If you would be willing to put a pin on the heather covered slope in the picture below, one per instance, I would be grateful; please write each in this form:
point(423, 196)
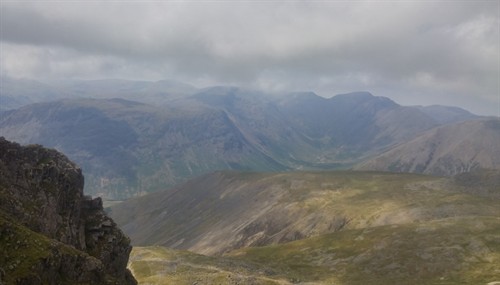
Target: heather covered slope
point(224, 211)
point(447, 150)
point(396, 229)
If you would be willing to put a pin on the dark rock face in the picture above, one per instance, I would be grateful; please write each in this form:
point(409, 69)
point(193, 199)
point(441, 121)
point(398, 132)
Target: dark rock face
point(59, 235)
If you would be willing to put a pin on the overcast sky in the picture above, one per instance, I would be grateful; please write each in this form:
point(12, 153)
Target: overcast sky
point(415, 52)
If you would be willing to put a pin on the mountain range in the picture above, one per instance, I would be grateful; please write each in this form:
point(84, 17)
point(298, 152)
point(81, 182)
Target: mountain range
point(136, 137)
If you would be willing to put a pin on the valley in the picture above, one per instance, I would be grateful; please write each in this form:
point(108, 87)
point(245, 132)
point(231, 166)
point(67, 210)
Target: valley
point(135, 137)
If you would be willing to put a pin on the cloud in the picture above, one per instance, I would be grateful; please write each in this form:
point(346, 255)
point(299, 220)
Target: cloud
point(445, 48)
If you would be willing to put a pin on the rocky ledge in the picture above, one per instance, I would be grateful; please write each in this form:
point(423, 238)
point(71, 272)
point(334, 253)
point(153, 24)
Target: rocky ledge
point(50, 233)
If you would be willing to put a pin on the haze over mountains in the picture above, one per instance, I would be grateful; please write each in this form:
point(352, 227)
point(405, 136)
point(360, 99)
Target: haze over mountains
point(158, 134)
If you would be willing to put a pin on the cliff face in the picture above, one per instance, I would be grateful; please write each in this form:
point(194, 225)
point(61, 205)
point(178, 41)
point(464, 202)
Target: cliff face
point(50, 233)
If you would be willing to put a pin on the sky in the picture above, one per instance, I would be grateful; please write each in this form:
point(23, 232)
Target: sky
point(414, 52)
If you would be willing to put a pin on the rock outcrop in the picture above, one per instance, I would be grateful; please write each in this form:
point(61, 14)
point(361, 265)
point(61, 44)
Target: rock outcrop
point(50, 232)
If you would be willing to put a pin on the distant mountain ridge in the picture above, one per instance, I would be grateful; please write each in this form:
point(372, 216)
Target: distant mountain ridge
point(446, 150)
point(173, 131)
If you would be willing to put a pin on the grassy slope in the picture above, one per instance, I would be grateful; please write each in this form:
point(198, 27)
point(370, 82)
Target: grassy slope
point(226, 211)
point(403, 229)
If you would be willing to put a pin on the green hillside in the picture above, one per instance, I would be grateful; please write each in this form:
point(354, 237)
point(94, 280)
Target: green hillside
point(340, 227)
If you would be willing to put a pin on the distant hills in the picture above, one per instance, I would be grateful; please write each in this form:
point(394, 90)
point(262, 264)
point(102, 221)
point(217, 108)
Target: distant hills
point(342, 227)
point(136, 137)
point(446, 150)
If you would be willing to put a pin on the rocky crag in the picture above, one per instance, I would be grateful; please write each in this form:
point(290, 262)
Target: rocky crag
point(50, 233)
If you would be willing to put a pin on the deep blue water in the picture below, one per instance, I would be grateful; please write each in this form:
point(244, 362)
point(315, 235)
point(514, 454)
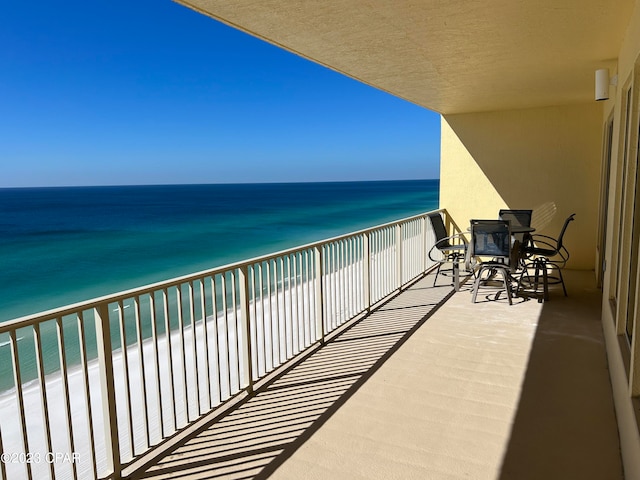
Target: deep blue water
point(63, 245)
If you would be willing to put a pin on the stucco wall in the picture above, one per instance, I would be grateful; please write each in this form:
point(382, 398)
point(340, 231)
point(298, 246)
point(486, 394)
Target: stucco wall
point(547, 159)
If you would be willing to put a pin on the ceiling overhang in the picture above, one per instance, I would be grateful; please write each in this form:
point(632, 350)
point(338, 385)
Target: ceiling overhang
point(450, 57)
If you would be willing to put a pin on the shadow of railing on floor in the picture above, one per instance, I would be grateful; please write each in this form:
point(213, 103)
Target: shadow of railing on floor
point(253, 440)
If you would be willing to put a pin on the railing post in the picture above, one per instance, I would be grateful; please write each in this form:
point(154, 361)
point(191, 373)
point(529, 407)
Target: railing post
point(399, 256)
point(319, 293)
point(246, 332)
point(366, 271)
point(108, 392)
point(425, 256)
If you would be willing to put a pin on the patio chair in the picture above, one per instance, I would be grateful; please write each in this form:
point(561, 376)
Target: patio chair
point(544, 255)
point(449, 248)
point(492, 238)
point(520, 218)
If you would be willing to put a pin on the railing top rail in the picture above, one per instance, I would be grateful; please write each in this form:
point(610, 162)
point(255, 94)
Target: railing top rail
point(137, 291)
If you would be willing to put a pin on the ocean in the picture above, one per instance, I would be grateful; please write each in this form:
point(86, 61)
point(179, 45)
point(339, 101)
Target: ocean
point(63, 245)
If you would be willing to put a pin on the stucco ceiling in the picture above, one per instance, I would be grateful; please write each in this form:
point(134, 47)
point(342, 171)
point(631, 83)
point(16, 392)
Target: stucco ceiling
point(446, 55)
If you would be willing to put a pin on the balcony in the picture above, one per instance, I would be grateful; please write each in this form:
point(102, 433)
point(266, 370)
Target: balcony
point(429, 386)
point(398, 379)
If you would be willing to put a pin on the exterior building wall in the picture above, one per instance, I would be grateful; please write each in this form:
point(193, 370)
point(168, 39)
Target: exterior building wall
point(621, 279)
point(547, 159)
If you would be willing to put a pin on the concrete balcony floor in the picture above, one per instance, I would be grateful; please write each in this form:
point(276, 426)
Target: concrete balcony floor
point(429, 386)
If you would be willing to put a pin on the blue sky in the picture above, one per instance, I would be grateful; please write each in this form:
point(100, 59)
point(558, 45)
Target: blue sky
point(150, 92)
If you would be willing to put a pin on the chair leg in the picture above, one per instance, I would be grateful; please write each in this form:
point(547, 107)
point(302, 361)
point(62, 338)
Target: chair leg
point(437, 273)
point(476, 284)
point(564, 289)
point(507, 286)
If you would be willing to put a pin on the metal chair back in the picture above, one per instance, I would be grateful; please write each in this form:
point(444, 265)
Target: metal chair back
point(491, 238)
point(521, 218)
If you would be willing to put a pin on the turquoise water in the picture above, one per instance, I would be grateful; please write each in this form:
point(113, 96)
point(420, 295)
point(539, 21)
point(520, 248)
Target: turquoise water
point(63, 245)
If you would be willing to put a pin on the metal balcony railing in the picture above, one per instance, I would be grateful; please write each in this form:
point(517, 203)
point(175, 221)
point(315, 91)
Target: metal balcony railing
point(87, 389)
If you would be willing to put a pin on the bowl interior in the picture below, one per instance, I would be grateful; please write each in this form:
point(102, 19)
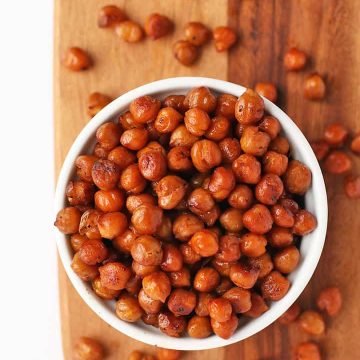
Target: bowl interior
point(311, 245)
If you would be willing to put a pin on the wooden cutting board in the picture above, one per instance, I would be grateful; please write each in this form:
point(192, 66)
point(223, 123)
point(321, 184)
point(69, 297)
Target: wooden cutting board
point(325, 29)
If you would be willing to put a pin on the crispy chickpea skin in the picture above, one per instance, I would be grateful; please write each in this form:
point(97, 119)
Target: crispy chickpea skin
point(157, 26)
point(224, 38)
point(249, 108)
point(88, 349)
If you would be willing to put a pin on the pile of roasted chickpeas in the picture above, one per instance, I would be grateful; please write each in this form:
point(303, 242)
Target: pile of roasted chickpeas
point(188, 212)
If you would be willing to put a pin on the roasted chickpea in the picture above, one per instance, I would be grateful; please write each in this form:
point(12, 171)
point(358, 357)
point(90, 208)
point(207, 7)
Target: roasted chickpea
point(314, 87)
point(206, 279)
point(157, 285)
point(295, 59)
point(170, 190)
point(170, 324)
point(244, 275)
point(274, 286)
point(258, 219)
point(337, 162)
point(224, 38)
point(83, 271)
point(249, 108)
point(129, 31)
point(88, 349)
point(297, 178)
point(157, 26)
point(185, 52)
point(76, 59)
point(131, 180)
point(247, 169)
point(68, 220)
point(269, 189)
point(312, 322)
point(305, 223)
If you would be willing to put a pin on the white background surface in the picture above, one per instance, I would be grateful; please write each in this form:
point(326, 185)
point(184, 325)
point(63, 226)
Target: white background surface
point(29, 317)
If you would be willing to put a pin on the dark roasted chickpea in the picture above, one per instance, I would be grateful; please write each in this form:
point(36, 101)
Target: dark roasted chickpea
point(185, 52)
point(129, 31)
point(249, 108)
point(258, 306)
point(295, 59)
point(157, 26)
point(170, 324)
point(114, 275)
point(297, 178)
point(206, 279)
point(247, 169)
point(83, 271)
point(290, 315)
point(76, 59)
point(287, 259)
point(88, 349)
point(103, 292)
point(330, 300)
point(157, 285)
point(68, 220)
point(244, 275)
point(274, 286)
point(269, 189)
point(305, 223)
point(337, 162)
point(225, 329)
point(312, 322)
point(224, 38)
point(314, 87)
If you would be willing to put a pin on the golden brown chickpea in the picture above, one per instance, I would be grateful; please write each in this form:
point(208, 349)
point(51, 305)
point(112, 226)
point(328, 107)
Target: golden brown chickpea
point(103, 292)
point(269, 189)
point(268, 90)
point(224, 38)
point(290, 315)
point(225, 329)
point(314, 87)
point(305, 223)
point(337, 162)
point(205, 243)
point(254, 142)
point(157, 285)
point(88, 349)
point(274, 286)
point(157, 26)
point(231, 220)
point(170, 190)
point(297, 178)
point(170, 324)
point(312, 322)
point(244, 275)
point(189, 255)
point(287, 259)
point(76, 59)
point(205, 155)
point(131, 180)
point(185, 52)
point(197, 33)
point(68, 220)
point(307, 351)
point(201, 98)
point(247, 169)
point(83, 271)
point(206, 279)
point(129, 31)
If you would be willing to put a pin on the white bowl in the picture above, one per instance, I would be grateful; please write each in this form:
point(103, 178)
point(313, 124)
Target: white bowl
point(311, 245)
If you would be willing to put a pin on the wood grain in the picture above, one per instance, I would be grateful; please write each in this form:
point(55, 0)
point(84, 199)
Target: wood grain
point(327, 30)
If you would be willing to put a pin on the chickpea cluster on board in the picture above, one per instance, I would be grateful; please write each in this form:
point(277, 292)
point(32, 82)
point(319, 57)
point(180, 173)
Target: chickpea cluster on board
point(188, 212)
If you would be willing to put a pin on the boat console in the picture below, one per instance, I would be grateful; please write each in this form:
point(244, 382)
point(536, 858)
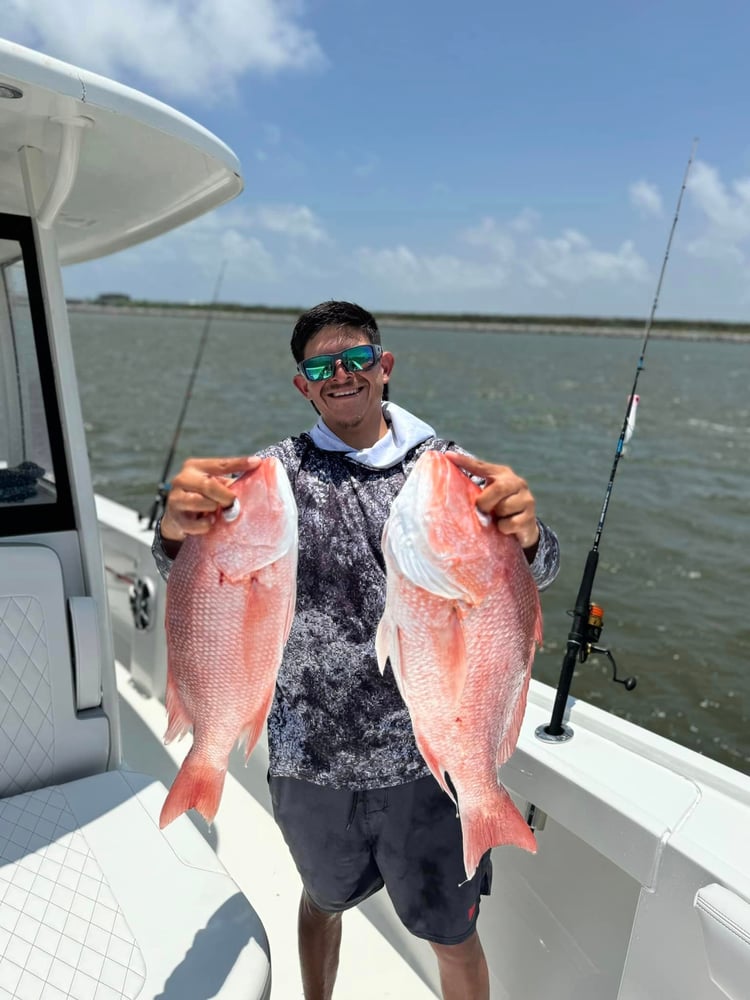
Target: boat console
point(95, 900)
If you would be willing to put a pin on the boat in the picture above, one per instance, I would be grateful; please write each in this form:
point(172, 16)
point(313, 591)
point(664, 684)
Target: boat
point(640, 887)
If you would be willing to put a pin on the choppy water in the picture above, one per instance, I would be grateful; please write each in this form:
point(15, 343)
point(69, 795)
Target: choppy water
point(675, 553)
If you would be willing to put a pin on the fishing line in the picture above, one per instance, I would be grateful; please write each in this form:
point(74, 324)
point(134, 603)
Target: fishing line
point(588, 618)
point(161, 493)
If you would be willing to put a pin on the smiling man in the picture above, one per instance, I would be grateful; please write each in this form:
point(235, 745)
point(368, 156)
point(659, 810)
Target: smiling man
point(353, 797)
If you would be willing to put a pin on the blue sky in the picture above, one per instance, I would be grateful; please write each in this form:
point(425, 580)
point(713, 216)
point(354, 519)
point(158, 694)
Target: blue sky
point(438, 156)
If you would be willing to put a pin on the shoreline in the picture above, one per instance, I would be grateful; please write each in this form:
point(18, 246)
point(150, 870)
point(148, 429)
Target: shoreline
point(554, 327)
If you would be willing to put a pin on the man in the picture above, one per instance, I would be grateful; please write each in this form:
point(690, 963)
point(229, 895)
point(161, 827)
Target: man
point(351, 793)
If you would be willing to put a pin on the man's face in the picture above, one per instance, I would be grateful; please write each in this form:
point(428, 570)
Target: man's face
point(347, 401)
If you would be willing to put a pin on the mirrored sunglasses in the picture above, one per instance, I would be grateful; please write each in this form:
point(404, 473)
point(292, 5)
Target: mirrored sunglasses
point(353, 359)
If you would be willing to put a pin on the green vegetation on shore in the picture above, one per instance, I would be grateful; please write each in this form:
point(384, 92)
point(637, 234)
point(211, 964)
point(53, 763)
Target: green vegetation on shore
point(581, 323)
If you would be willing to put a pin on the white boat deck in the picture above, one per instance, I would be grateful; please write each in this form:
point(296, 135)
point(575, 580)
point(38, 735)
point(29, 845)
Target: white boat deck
point(252, 849)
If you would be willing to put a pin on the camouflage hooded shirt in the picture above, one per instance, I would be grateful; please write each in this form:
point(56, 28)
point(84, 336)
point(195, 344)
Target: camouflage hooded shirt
point(335, 719)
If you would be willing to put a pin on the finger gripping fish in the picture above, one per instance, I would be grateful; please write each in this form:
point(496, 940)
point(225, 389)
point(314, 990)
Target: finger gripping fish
point(230, 601)
point(461, 624)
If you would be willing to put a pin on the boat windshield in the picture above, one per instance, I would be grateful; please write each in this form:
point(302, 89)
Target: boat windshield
point(30, 445)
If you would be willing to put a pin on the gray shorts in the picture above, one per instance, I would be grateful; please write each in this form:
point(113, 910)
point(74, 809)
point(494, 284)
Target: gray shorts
point(347, 845)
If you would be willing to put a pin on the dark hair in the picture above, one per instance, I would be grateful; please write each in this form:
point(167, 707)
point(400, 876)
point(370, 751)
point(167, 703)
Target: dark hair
point(332, 313)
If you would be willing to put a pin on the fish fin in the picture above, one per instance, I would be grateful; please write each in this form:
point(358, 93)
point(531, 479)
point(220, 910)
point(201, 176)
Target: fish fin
point(501, 824)
point(453, 660)
point(387, 647)
point(436, 768)
point(251, 733)
point(510, 737)
point(197, 786)
point(179, 722)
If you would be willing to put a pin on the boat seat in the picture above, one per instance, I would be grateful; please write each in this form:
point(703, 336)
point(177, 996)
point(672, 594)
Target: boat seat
point(96, 902)
point(44, 737)
point(725, 922)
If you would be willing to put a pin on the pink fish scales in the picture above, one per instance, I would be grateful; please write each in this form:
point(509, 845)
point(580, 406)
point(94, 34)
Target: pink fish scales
point(461, 625)
point(230, 602)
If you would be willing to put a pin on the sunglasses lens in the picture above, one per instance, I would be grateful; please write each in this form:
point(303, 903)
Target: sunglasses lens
point(354, 359)
point(358, 359)
point(316, 369)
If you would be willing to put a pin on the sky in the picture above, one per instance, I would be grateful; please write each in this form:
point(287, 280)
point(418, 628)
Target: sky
point(435, 156)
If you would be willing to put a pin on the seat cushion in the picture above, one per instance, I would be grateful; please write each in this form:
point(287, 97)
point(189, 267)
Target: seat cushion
point(97, 902)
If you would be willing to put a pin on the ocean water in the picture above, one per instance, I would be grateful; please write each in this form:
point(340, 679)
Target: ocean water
point(674, 563)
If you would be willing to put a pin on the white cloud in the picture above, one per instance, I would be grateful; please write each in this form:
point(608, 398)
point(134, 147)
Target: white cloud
point(508, 255)
point(572, 259)
point(726, 212)
point(188, 48)
point(295, 221)
point(402, 268)
point(492, 236)
point(646, 198)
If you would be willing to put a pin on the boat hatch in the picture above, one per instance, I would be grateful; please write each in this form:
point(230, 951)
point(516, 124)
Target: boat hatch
point(34, 488)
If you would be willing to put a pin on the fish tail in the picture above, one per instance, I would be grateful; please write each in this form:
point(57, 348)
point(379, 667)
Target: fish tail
point(483, 829)
point(198, 785)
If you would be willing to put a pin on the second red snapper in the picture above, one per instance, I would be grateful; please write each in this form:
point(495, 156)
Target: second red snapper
point(230, 601)
point(461, 623)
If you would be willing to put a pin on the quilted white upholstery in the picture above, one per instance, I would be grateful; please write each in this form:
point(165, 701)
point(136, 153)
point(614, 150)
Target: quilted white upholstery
point(42, 738)
point(96, 903)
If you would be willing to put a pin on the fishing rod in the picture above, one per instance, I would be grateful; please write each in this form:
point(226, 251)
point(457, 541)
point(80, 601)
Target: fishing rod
point(588, 618)
point(163, 488)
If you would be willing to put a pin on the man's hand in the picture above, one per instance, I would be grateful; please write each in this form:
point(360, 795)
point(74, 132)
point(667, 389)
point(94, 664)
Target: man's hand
point(506, 497)
point(198, 491)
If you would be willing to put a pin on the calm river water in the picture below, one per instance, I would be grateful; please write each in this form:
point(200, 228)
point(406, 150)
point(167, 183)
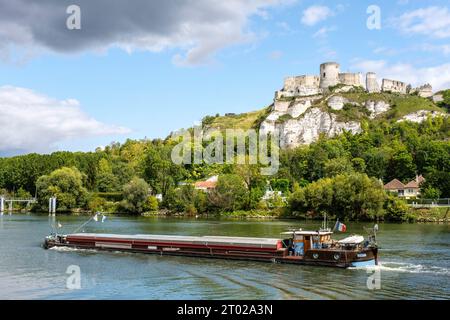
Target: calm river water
point(415, 264)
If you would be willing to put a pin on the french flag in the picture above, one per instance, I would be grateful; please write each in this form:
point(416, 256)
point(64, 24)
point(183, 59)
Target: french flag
point(340, 227)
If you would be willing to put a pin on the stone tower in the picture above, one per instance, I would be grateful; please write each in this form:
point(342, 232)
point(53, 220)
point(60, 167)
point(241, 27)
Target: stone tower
point(371, 82)
point(329, 74)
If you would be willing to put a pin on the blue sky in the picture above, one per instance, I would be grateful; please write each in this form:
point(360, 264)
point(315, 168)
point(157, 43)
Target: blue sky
point(65, 91)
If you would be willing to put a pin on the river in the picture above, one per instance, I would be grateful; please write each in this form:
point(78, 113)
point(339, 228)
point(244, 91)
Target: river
point(415, 262)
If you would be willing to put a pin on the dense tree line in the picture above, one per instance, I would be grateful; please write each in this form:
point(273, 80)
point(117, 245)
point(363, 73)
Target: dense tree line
point(341, 175)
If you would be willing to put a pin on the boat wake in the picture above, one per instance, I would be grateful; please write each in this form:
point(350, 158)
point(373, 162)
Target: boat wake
point(406, 268)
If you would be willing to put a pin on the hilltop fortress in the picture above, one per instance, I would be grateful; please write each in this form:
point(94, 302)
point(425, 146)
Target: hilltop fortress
point(331, 76)
point(309, 106)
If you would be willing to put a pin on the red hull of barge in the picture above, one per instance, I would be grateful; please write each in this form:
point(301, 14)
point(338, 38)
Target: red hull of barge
point(251, 249)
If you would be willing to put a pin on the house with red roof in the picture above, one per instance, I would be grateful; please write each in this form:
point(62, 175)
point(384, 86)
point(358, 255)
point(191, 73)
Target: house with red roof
point(407, 191)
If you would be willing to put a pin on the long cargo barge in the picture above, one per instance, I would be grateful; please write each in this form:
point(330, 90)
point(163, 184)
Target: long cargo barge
point(294, 247)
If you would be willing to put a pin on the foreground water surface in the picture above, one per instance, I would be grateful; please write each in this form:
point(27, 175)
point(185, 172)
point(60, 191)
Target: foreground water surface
point(415, 262)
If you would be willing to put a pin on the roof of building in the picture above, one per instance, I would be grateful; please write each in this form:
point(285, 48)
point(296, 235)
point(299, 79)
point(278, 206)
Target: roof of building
point(394, 184)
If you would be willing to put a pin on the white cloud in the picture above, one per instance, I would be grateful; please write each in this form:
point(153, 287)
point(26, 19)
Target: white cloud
point(315, 14)
point(276, 55)
point(323, 32)
point(197, 29)
point(438, 76)
point(432, 21)
point(32, 122)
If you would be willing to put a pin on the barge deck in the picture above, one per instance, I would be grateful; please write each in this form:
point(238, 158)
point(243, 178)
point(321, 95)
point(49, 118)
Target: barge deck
point(317, 247)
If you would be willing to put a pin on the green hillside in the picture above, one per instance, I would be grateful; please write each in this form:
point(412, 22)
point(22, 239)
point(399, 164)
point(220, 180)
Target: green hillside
point(401, 105)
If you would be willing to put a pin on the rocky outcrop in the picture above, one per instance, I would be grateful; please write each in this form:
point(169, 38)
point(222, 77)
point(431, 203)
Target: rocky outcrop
point(337, 102)
point(307, 128)
point(377, 107)
point(421, 116)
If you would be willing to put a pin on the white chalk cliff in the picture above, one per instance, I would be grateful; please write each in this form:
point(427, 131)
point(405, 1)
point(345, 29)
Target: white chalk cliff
point(299, 123)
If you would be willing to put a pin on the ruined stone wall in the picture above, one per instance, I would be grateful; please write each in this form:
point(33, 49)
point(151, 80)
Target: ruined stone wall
point(329, 74)
point(393, 86)
point(372, 83)
point(350, 79)
point(293, 83)
point(424, 91)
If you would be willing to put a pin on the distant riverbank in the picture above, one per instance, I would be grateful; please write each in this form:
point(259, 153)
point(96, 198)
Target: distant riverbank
point(415, 215)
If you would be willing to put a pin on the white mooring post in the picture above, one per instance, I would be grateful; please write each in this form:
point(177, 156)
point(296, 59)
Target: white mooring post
point(52, 205)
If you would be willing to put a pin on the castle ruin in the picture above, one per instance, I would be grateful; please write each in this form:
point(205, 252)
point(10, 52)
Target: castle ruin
point(330, 76)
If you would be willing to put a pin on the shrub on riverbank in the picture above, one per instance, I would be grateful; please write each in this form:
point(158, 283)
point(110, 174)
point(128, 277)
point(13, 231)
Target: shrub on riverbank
point(351, 196)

- WHAT IS REQUIRED: Starting at the line with "point(97, 119)" and ending at the line with "point(36, 101)", print each line of the listing above exactly, with no other lines.

- EXERCISE ANSWER:
point(97, 119)
Target: crispy chickpea skin
point(157, 26)
point(224, 38)
point(249, 108)
point(88, 349)
If you would be willing to put a pin on the pile of roasted chickpeas in the picture above, one per instance, I would be grateful; please write each in this form:
point(303, 242)
Target: pile of roasted chickpeas
point(188, 212)
If you would be willing to put a pin on the roasted chickpea in the picture above, one per instance, I would be grateful; please write each in this form:
point(12, 171)
point(358, 357)
point(90, 208)
point(207, 7)
Target: roasted chickpea
point(314, 87)
point(206, 279)
point(157, 285)
point(295, 59)
point(170, 190)
point(170, 324)
point(244, 275)
point(274, 286)
point(258, 219)
point(337, 162)
point(224, 38)
point(83, 271)
point(249, 108)
point(129, 31)
point(88, 349)
point(297, 178)
point(157, 26)
point(185, 52)
point(76, 59)
point(131, 180)
point(247, 169)
point(68, 220)
point(269, 189)
point(312, 322)
point(305, 223)
If you would be willing to put a pin on the white background surface in the picture above, one per instance, I would be grateful; please write each in this form:
point(326, 185)
point(184, 325)
point(63, 226)
Target: white background surface
point(29, 317)
If you would be willing to put a pin on the dark roasted chickpea in the picture above, one per instance, I would be grateful; please write each in this form:
point(36, 101)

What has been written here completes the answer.